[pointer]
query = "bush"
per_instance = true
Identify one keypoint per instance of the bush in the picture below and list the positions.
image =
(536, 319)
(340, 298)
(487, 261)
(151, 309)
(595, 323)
────────────────
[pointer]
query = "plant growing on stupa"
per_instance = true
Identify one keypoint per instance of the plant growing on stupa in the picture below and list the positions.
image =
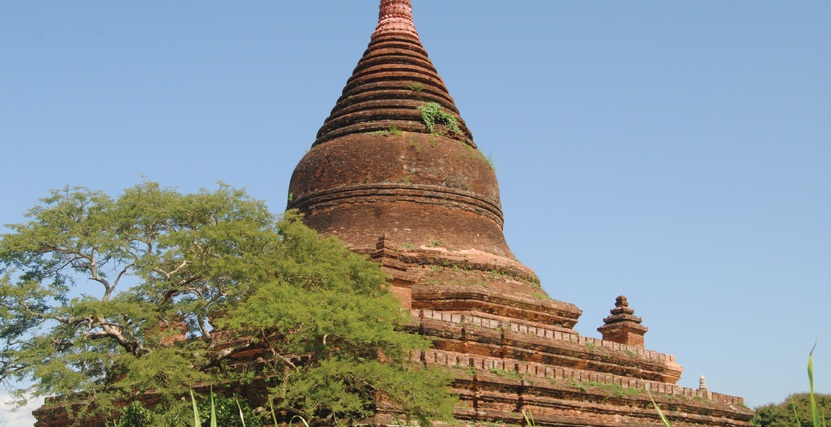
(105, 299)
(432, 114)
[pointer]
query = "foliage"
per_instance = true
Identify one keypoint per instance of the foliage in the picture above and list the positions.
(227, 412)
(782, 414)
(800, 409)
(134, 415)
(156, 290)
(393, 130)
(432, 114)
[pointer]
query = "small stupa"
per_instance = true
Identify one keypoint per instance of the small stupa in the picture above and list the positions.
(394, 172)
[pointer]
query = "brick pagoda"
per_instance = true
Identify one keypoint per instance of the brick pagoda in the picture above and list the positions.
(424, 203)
────────────────
Show every line in the entries where the string "bush" occurs.

### PROBLEM SOLUTION
query = "bush"
Identify one keypoint per instance of the bush in the picture below and list the positions.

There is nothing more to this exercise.